[Source data]
════
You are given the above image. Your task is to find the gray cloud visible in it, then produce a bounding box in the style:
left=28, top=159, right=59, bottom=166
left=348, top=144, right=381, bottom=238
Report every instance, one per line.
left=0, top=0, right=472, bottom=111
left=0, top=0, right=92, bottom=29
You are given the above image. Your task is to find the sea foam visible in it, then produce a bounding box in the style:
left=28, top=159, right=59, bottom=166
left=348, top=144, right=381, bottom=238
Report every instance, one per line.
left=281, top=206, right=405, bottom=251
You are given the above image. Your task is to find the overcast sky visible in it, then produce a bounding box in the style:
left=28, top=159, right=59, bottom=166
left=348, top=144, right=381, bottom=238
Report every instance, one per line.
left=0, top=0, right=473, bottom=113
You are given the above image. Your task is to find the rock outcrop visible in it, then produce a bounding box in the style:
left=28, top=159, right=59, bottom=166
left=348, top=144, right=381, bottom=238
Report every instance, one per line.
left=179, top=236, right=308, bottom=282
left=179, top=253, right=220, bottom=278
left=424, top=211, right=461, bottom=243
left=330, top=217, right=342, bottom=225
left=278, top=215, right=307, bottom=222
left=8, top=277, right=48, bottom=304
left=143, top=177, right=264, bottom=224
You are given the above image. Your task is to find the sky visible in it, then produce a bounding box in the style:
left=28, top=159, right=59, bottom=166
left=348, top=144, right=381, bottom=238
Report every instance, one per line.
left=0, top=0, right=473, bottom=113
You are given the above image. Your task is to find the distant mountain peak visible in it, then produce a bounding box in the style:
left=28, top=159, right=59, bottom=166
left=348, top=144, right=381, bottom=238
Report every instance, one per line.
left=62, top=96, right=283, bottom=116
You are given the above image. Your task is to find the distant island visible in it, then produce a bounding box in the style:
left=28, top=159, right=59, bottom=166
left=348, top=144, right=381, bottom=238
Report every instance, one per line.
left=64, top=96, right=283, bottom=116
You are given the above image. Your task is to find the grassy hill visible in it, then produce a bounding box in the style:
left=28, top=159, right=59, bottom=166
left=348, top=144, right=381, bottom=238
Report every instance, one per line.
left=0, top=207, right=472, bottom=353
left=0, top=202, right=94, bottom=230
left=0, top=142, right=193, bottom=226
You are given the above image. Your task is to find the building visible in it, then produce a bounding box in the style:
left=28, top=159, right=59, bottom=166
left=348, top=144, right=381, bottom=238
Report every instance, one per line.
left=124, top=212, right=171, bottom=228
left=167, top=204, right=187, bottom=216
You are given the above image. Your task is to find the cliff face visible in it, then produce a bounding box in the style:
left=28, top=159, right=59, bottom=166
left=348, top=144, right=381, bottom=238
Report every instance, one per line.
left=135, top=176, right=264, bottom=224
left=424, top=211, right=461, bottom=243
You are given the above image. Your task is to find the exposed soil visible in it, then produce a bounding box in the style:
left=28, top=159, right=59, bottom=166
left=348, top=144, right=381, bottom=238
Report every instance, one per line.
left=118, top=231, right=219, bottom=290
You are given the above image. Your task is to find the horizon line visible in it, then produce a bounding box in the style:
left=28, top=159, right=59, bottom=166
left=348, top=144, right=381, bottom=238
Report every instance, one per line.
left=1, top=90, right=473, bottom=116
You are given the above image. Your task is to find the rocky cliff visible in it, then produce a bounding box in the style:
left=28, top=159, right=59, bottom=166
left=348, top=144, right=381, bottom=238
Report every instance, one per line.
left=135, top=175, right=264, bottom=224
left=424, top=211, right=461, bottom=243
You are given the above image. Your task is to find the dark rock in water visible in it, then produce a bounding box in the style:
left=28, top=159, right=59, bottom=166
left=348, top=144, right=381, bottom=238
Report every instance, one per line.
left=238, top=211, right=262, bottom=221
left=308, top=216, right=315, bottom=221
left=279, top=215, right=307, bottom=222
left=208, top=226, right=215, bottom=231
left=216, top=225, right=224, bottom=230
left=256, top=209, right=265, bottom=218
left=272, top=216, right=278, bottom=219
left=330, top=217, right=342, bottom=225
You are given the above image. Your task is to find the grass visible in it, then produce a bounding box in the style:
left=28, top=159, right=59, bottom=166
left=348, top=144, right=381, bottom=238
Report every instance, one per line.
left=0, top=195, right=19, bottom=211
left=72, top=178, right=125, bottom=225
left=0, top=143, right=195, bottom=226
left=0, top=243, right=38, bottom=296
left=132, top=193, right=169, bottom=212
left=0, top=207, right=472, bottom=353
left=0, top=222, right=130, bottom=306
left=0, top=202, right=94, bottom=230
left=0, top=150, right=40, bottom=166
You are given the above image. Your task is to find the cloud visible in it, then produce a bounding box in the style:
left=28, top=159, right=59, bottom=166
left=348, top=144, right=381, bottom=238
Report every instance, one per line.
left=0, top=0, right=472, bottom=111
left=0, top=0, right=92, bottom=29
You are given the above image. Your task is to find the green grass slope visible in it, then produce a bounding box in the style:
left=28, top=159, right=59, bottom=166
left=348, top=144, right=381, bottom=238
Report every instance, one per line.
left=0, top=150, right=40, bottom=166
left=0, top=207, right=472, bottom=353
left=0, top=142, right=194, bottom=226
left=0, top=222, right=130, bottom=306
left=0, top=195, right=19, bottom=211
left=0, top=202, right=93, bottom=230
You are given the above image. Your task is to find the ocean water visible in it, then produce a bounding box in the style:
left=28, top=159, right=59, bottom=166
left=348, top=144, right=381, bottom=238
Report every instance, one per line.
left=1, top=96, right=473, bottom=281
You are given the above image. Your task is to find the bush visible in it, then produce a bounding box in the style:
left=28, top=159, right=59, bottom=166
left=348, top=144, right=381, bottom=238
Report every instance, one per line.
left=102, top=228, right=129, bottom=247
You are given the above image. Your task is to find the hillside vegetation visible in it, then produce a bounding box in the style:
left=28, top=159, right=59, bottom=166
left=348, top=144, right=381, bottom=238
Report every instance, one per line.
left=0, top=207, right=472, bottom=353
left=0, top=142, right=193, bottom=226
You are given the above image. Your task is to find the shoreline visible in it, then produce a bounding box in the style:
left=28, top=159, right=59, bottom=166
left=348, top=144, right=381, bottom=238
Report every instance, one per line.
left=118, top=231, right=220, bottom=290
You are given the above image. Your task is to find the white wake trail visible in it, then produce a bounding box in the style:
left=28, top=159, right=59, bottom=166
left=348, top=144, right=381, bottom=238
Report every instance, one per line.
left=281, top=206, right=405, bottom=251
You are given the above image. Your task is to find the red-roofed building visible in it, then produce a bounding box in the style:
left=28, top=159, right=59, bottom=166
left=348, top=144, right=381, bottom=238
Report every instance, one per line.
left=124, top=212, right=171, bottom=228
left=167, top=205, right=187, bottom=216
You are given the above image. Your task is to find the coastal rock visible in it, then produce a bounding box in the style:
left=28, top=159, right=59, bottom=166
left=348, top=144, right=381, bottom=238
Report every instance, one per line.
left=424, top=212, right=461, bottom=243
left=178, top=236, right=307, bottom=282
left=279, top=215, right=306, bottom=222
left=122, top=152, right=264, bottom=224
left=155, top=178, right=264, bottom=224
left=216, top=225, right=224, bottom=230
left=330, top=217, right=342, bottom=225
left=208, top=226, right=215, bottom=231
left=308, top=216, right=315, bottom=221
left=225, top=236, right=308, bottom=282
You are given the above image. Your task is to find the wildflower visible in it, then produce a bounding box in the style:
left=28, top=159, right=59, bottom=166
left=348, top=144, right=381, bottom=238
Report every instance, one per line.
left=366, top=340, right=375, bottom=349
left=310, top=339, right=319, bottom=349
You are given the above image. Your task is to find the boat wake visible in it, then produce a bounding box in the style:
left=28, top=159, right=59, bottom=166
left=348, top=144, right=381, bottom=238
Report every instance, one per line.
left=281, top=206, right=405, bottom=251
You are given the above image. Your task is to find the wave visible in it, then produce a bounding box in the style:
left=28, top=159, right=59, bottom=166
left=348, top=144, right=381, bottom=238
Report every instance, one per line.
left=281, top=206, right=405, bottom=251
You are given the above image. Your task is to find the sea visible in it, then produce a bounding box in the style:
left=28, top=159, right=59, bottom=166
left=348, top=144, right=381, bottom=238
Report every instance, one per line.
════
Among the records, find every line with the word "building" and copy it.

You are given the above image. Your task is to find the building visible in it, then produce a bounding box in the style:
You are given the above image. Your task is to find the red-roofed building visible in it, then produce a bounding box in the style:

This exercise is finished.